What this task involves:
Gather each line below that contains the word "jacket", treating uppercase and lowercase letters as different.

Recorded data:

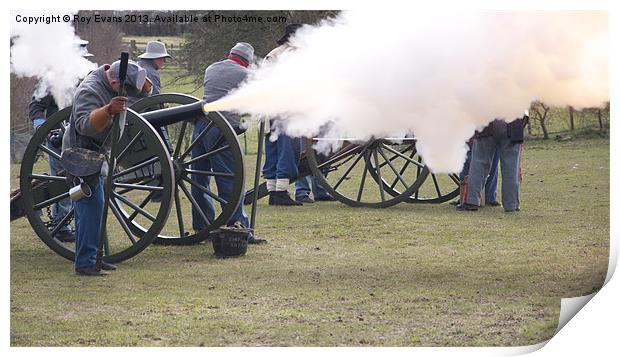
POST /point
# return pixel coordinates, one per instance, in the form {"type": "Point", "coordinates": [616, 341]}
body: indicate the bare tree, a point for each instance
{"type": "Point", "coordinates": [570, 116]}
{"type": "Point", "coordinates": [540, 111]}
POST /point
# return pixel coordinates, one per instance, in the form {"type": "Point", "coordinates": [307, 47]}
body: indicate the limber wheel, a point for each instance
{"type": "Point", "coordinates": [182, 139]}
{"type": "Point", "coordinates": [400, 156]}
{"type": "Point", "coordinates": [344, 173]}
{"type": "Point", "coordinates": [42, 191]}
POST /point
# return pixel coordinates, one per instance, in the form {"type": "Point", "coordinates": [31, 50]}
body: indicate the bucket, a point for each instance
{"type": "Point", "coordinates": [230, 241]}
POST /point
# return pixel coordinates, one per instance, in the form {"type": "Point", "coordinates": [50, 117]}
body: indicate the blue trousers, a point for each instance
{"type": "Point", "coordinates": [221, 162]}
{"type": "Point", "coordinates": [61, 208]}
{"type": "Point", "coordinates": [483, 150]}
{"type": "Point", "coordinates": [88, 215]}
{"type": "Point", "coordinates": [305, 185]}
{"type": "Point", "coordinates": [280, 158]}
{"type": "Point", "coordinates": [490, 186]}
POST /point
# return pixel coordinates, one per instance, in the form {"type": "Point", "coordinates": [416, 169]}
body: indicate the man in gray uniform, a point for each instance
{"type": "Point", "coordinates": [95, 104]}
{"type": "Point", "coordinates": [220, 78]}
{"type": "Point", "coordinates": [39, 109]}
{"type": "Point", "coordinates": [153, 60]}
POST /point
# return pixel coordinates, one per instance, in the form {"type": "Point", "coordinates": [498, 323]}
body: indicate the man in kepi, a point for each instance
{"type": "Point", "coordinates": [153, 60]}
{"type": "Point", "coordinates": [95, 104]}
{"type": "Point", "coordinates": [39, 110]}
{"type": "Point", "coordinates": [281, 157]}
{"type": "Point", "coordinates": [220, 78]}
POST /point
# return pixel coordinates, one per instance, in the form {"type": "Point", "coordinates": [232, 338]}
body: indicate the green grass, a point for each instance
{"type": "Point", "coordinates": [409, 275]}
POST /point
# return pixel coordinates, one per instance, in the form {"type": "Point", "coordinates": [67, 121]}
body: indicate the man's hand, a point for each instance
{"type": "Point", "coordinates": [37, 123]}
{"type": "Point", "coordinates": [102, 117]}
{"type": "Point", "coordinates": [117, 105]}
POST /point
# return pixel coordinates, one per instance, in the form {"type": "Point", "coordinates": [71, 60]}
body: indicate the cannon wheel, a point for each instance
{"type": "Point", "coordinates": [41, 191]}
{"type": "Point", "coordinates": [343, 173]}
{"type": "Point", "coordinates": [179, 141]}
{"type": "Point", "coordinates": [437, 188]}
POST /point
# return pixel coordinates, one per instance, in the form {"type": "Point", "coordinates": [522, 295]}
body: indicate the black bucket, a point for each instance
{"type": "Point", "coordinates": [230, 241]}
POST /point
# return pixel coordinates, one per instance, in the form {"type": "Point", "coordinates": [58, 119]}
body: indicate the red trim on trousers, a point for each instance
{"type": "Point", "coordinates": [520, 165]}
{"type": "Point", "coordinates": [466, 189]}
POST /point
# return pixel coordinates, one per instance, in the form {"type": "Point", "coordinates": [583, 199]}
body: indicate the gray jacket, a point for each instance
{"type": "Point", "coordinates": [93, 93]}
{"type": "Point", "coordinates": [220, 78]}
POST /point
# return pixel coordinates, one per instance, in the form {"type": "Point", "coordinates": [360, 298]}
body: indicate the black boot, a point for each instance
{"type": "Point", "coordinates": [281, 198]}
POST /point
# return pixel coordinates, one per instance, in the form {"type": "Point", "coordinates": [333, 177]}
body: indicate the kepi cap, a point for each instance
{"type": "Point", "coordinates": [155, 49]}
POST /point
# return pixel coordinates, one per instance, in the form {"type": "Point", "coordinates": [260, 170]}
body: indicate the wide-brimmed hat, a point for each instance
{"type": "Point", "coordinates": [155, 49]}
{"type": "Point", "coordinates": [81, 45]}
{"type": "Point", "coordinates": [136, 75]}
{"type": "Point", "coordinates": [289, 30]}
{"type": "Point", "coordinates": [243, 50]}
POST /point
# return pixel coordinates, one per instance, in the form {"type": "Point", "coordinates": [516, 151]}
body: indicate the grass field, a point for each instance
{"type": "Point", "coordinates": [409, 275]}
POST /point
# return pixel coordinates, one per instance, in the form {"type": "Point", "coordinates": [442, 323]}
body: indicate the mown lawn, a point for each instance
{"type": "Point", "coordinates": [409, 275]}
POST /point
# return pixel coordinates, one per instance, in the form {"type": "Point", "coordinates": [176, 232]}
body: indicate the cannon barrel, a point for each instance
{"type": "Point", "coordinates": [163, 117]}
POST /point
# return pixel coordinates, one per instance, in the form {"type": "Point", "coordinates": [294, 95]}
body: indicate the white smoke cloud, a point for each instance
{"type": "Point", "coordinates": [50, 53]}
{"type": "Point", "coordinates": [439, 75]}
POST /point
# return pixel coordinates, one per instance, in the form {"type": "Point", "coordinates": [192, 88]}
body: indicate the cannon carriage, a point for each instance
{"type": "Point", "coordinates": [155, 174]}
{"type": "Point", "coordinates": [152, 182]}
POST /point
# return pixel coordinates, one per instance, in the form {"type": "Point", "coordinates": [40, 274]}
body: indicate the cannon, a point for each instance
{"type": "Point", "coordinates": [375, 173]}
{"type": "Point", "coordinates": [153, 179]}
{"type": "Point", "coordinates": [152, 201]}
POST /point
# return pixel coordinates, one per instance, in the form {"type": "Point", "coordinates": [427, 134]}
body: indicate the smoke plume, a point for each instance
{"type": "Point", "coordinates": [50, 53]}
{"type": "Point", "coordinates": [437, 75]}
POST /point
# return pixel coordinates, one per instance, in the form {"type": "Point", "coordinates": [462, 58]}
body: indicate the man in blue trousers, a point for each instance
{"type": "Point", "coordinates": [220, 78]}
{"type": "Point", "coordinates": [95, 104]}
{"type": "Point", "coordinates": [508, 139]}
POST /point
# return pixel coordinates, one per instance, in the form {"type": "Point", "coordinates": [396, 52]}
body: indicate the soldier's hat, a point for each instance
{"type": "Point", "coordinates": [155, 49]}
{"type": "Point", "coordinates": [289, 30]}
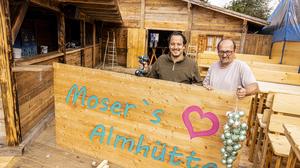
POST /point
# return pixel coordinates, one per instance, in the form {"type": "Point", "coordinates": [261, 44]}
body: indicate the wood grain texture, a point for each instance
{"type": "Point", "coordinates": [74, 123]}
{"type": "Point", "coordinates": [136, 46]}
{"type": "Point", "coordinates": [88, 57]}
{"type": "Point", "coordinates": [2, 124]}
{"type": "Point", "coordinates": [35, 97]}
{"type": "Point", "coordinates": [73, 58]}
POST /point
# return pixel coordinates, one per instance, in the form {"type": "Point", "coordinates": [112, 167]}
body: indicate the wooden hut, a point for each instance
{"type": "Point", "coordinates": [203, 25]}
{"type": "Point", "coordinates": [40, 32]}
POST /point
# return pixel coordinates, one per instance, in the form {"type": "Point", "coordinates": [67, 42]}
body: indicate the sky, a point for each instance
{"type": "Point", "coordinates": [222, 3]}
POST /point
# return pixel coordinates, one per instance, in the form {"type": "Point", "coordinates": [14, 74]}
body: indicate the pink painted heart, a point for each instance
{"type": "Point", "coordinates": [209, 115]}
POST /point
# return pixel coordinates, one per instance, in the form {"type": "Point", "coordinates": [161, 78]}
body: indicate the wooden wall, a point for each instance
{"type": "Point", "coordinates": [2, 123]}
{"type": "Point", "coordinates": [121, 44]}
{"type": "Point", "coordinates": [98, 54]}
{"type": "Point", "coordinates": [75, 122]}
{"type": "Point", "coordinates": [166, 14]}
{"type": "Point", "coordinates": [258, 44]}
{"type": "Point", "coordinates": [197, 23]}
{"type": "Point", "coordinates": [73, 57]}
{"type": "Point", "coordinates": [207, 22]}
{"type": "Point", "coordinates": [291, 53]}
{"type": "Point", "coordinates": [131, 12]}
{"type": "Point", "coordinates": [136, 42]}
{"type": "Point", "coordinates": [35, 98]}
{"type": "Point", "coordinates": [87, 57]}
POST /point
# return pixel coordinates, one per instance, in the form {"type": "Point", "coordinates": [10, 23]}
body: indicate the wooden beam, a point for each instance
{"type": "Point", "coordinates": [243, 37]}
{"type": "Point", "coordinates": [8, 87]}
{"type": "Point", "coordinates": [118, 8]}
{"type": "Point", "coordinates": [142, 24]}
{"type": "Point", "coordinates": [98, 7]}
{"type": "Point", "coordinates": [61, 33]}
{"type": "Point", "coordinates": [32, 68]}
{"type": "Point", "coordinates": [190, 21]}
{"type": "Point", "coordinates": [94, 45]}
{"type": "Point", "coordinates": [19, 20]}
{"type": "Point", "coordinates": [96, 2]}
{"type": "Point", "coordinates": [39, 58]}
{"type": "Point", "coordinates": [98, 12]}
{"type": "Point", "coordinates": [45, 4]}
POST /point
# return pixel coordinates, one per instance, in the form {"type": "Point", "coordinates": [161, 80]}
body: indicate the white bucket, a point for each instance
{"type": "Point", "coordinates": [17, 52]}
{"type": "Point", "coordinates": [44, 49]}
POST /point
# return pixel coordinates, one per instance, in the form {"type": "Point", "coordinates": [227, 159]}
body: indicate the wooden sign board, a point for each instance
{"type": "Point", "coordinates": [139, 122]}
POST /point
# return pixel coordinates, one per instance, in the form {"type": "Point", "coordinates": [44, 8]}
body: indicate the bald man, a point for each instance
{"type": "Point", "coordinates": [230, 74]}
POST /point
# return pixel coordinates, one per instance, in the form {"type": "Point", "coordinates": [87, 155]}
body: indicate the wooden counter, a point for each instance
{"type": "Point", "coordinates": [40, 59]}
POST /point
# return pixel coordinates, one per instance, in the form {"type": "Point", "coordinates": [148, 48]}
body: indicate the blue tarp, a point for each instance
{"type": "Point", "coordinates": [285, 21]}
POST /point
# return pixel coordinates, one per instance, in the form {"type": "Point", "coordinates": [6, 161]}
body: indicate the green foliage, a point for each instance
{"type": "Point", "coordinates": [256, 8]}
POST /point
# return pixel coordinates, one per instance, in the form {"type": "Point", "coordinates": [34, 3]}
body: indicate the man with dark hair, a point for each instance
{"type": "Point", "coordinates": [230, 74]}
{"type": "Point", "coordinates": [175, 66]}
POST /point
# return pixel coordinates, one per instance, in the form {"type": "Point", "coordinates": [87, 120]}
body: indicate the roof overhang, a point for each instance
{"type": "Point", "coordinates": [229, 12]}
{"type": "Point", "coordinates": [101, 10]}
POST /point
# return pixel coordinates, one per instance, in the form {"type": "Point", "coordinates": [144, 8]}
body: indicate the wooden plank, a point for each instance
{"type": "Point", "coordinates": [278, 88]}
{"type": "Point", "coordinates": [39, 58]}
{"type": "Point", "coordinates": [244, 33]}
{"type": "Point", "coordinates": [277, 76]}
{"type": "Point", "coordinates": [45, 4]}
{"type": "Point", "coordinates": [286, 103]}
{"type": "Point", "coordinates": [94, 45]}
{"type": "Point", "coordinates": [88, 57]}
{"type": "Point", "coordinates": [32, 68]}
{"type": "Point", "coordinates": [19, 20]}
{"type": "Point", "coordinates": [8, 88]}
{"type": "Point", "coordinates": [292, 134]}
{"type": "Point", "coordinates": [2, 123]}
{"type": "Point", "coordinates": [61, 33]}
{"type": "Point", "coordinates": [142, 23]}
{"type": "Point", "coordinates": [136, 46]}
{"type": "Point", "coordinates": [173, 98]}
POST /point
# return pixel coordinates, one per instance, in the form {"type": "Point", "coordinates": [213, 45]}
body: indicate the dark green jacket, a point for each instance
{"type": "Point", "coordinates": [185, 71]}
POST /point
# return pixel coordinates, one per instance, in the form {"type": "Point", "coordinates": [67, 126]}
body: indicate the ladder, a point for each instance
{"type": "Point", "coordinates": [192, 52]}
{"type": "Point", "coordinates": [110, 54]}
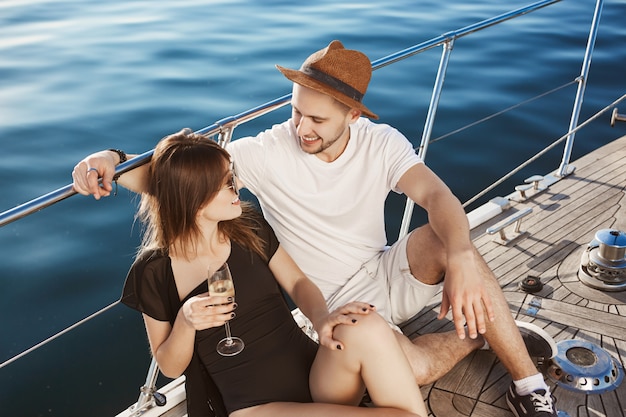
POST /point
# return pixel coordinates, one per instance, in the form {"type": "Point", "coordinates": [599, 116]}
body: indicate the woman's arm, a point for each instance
{"type": "Point", "coordinates": [172, 346]}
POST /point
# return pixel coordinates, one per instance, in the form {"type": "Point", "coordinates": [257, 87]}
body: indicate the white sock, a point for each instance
{"type": "Point", "coordinates": [529, 384]}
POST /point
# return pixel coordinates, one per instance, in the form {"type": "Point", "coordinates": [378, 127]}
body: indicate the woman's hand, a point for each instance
{"type": "Point", "coordinates": [204, 311]}
{"type": "Point", "coordinates": [348, 315]}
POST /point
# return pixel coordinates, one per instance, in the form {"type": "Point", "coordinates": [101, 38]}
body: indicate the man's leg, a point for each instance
{"type": "Point", "coordinates": [431, 355]}
{"type": "Point", "coordinates": [503, 336]}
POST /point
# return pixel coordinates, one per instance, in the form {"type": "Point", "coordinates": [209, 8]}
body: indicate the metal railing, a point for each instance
{"type": "Point", "coordinates": [224, 128]}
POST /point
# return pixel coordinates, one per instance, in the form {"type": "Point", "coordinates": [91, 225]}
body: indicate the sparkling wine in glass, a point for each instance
{"type": "Point", "coordinates": [221, 283]}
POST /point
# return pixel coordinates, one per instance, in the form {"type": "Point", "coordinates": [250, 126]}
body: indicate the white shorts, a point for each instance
{"type": "Point", "coordinates": [386, 282]}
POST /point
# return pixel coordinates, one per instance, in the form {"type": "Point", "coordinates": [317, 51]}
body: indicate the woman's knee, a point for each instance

Answer to this problem:
body: indicate the gray jacket, a point for each instance
body: indicate the dark green jacket, a point for each instance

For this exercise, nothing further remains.